==== Data provided ====

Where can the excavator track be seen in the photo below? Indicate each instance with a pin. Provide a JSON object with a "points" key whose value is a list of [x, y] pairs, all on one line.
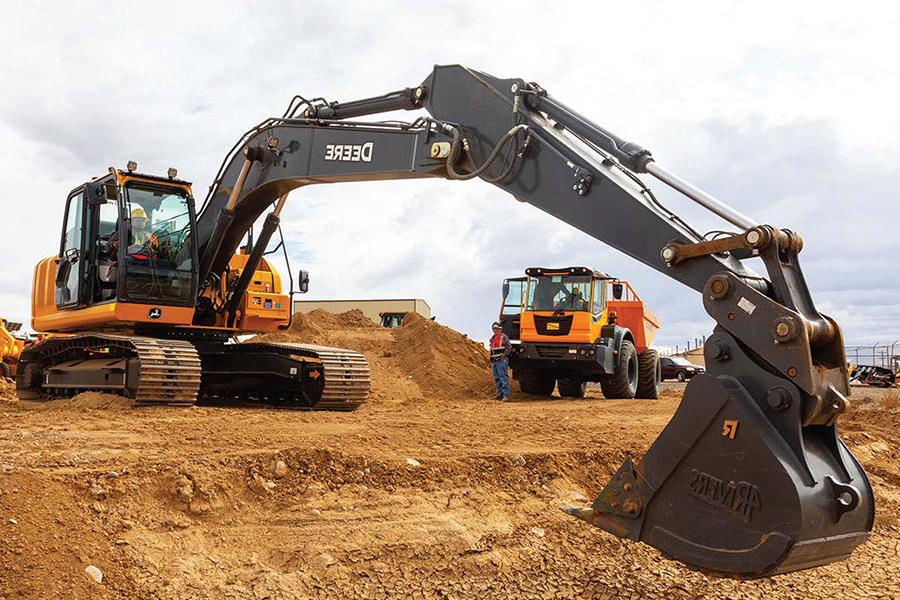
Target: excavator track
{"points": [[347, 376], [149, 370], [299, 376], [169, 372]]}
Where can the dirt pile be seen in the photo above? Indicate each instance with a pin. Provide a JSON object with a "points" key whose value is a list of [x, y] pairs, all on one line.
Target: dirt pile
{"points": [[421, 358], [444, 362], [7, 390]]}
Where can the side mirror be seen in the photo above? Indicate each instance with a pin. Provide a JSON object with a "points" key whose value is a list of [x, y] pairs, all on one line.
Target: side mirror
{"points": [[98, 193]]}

====
==== Data provided ====

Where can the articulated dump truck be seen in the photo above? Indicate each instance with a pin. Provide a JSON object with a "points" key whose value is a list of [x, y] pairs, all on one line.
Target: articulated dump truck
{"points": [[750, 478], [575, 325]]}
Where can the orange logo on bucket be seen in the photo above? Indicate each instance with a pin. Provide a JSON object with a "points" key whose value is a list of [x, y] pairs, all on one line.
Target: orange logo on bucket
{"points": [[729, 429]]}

====
==== Data provided ====

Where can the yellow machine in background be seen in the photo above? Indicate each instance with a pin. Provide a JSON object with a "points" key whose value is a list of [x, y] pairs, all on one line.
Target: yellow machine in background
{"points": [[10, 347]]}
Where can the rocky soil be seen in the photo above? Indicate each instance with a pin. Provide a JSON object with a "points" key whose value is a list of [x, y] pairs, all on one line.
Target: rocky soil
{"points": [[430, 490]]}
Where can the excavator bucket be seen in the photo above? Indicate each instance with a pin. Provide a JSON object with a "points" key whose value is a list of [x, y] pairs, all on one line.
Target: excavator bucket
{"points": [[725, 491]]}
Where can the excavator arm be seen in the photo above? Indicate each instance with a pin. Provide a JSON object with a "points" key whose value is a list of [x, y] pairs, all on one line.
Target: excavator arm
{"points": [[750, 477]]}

====

*What is needed:*
In the records above, find each line that mentions the word "seen", and copy it.

*Exercise result:*
Where can the excavator track be seen in the photo below? Indicate each instance with a pin. Provide a JSON object with a "points" key whose value is a list of [x, y] pairs, all on one line.
Where can the dirt pile be seen in the photo above? Indicate each instance with a pin. Provide a JSON object with a "points" key whose value is a list of [x, y] pairs, all on one line.
Where can the side mirror be seen in the photo above? Indicate each instance with a pin. Provide a JSON object with a "points" key whose value is a list of [x, y] pairs, all on one line.
Where can the articulated dump truck be seen in the photo above? Indicate each instance with a pin. Provide a JSON object with a "points" key whose value is a list of [x, y] pairs, all on one line.
Where can the orange logo on bucket be seen in the photo above? Indicate each instance with a pin. Provide a JSON object with a "points" key whose value is a list of [x, y] pairs, all on one line.
Where can the yellow machine in background be seen in the photo above? Indicate each instance with a pin. Provide a JSON object with a "points" key whose value is a list of [x, y] pairs, all on one line.
Where can the rocky soil be seen in the photo above? Indicate each instance with a pin. Provide a JSON object with a "points" key whose value is a list of [x, y] pairs, all on one line.
Where can the excavator bucket be seen in the photo above? Indicate each instance with a pin. Provide a JSON object with a "points" key whose value is a list of [x, y] pairs, all on one line.
Where can the excavator arm be seen in the photo above? Indicate each instance with a pin. Provide a JSON object with a "points" key whose value is a list of [x, y] pairs, all on one line.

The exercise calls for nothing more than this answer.